↓↓↓

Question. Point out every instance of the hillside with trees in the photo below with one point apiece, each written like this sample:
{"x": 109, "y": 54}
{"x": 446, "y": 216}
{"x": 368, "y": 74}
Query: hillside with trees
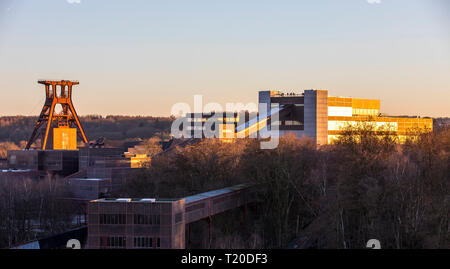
{"x": 16, "y": 130}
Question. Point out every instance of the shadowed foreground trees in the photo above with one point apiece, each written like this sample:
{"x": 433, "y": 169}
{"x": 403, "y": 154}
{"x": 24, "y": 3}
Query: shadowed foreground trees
{"x": 338, "y": 196}
{"x": 30, "y": 210}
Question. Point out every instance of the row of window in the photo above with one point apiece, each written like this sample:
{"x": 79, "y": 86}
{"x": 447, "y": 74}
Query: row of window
{"x": 113, "y": 242}
{"x": 121, "y": 219}
{"x": 147, "y": 242}
{"x": 121, "y": 242}
{"x": 147, "y": 219}
{"x": 113, "y": 219}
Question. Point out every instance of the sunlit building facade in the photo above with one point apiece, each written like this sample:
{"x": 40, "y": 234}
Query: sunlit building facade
{"x": 312, "y": 113}
{"x": 323, "y": 118}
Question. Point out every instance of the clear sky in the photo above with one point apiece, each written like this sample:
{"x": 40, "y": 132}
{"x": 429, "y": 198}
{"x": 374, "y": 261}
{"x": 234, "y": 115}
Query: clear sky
{"x": 139, "y": 57}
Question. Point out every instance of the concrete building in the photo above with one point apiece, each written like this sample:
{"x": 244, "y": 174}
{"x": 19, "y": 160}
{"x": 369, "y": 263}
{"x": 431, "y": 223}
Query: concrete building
{"x": 312, "y": 113}
{"x": 321, "y": 117}
{"x": 157, "y": 223}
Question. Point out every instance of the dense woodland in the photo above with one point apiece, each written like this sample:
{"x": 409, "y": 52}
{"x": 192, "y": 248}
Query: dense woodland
{"x": 365, "y": 186}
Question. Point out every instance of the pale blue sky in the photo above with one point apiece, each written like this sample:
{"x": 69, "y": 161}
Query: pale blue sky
{"x": 140, "y": 57}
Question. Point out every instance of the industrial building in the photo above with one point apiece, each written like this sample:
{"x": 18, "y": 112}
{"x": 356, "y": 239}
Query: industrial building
{"x": 312, "y": 114}
{"x": 157, "y": 223}
{"x": 321, "y": 117}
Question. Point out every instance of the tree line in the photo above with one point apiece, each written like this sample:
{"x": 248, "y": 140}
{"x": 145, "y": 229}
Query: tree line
{"x": 366, "y": 185}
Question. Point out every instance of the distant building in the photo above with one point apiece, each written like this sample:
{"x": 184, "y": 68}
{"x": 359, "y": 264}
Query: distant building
{"x": 157, "y": 223}
{"x": 323, "y": 118}
{"x": 312, "y": 113}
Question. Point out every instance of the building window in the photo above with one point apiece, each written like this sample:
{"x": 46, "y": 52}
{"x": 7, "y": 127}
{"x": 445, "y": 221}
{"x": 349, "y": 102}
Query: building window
{"x": 143, "y": 242}
{"x": 147, "y": 219}
{"x": 113, "y": 242}
{"x": 178, "y": 217}
{"x": 112, "y": 219}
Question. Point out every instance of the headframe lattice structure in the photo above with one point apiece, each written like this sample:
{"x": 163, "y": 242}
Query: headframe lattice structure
{"x": 57, "y": 92}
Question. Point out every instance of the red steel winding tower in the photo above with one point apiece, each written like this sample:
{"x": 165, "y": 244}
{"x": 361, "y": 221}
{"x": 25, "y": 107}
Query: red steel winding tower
{"x": 60, "y": 126}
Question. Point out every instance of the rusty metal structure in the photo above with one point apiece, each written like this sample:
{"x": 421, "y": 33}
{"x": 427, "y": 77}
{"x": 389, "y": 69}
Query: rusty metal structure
{"x": 65, "y": 122}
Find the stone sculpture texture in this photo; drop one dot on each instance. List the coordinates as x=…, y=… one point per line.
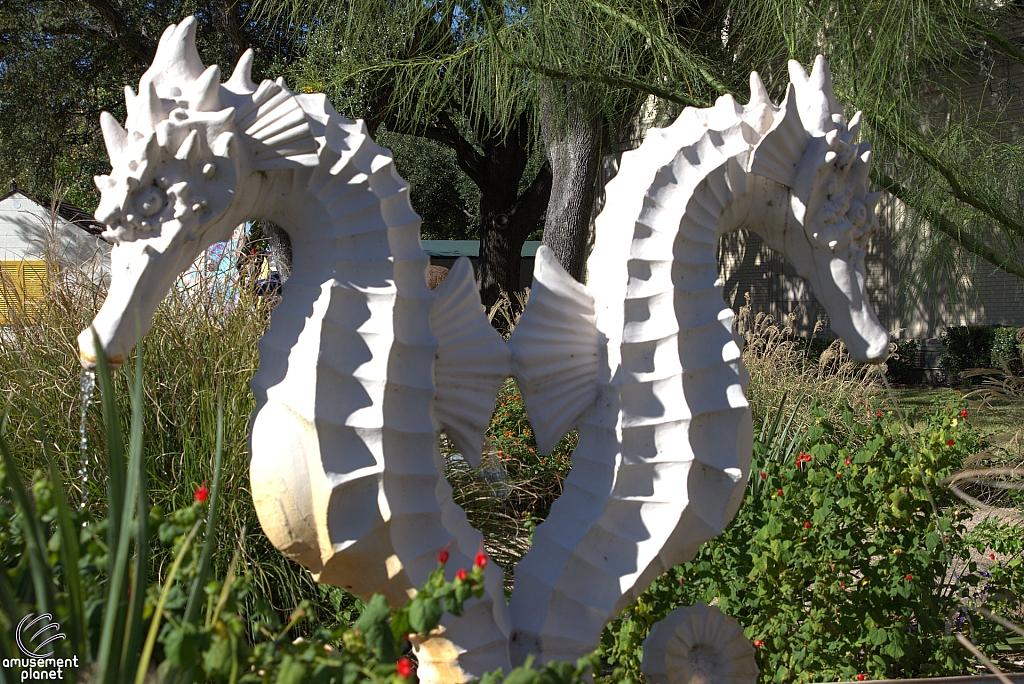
x=698, y=644
x=363, y=365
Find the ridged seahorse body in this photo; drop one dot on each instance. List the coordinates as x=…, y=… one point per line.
x=666, y=440
x=364, y=366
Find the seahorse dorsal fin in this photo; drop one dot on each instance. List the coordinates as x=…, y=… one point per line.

↑↑↑

▸ Aim of the exercise: Extract the run of lines beginning with the line that holds "Question. Point out every instance of the red" and ending at the last line of the data, inclusive. Exclude any pictures from the copy.

▸ Exercise output:
Question. Point out every instance of the red steel winding tower in the photo above with one point apiece, each written like this sample:
{"x": 165, "y": 244}
{"x": 361, "y": 221}
{"x": 25, "y": 107}
Query: red steel winding tower
{"x": 60, "y": 126}
Question. Point out every instance of the rusty metal structure in the photo above with one point apiece, each written like this sample:
{"x": 421, "y": 33}
{"x": 427, "y": 77}
{"x": 389, "y": 69}
Query: rusty metal structure
{"x": 65, "y": 122}
Find the stone sculpture texture in this photo; drop one dot on each instance. List the coordinates as x=…, y=… one point per line.
x=698, y=644
x=363, y=365
Find the ridged seahorse body in this photo; drop one dot on each instance. List the coordinates as x=…, y=… one point per line.
x=666, y=440
x=364, y=366
Find the seahorse dorsal fin in this photo; drop one dot on each instance. List the coordinates as x=…, y=… one point per line.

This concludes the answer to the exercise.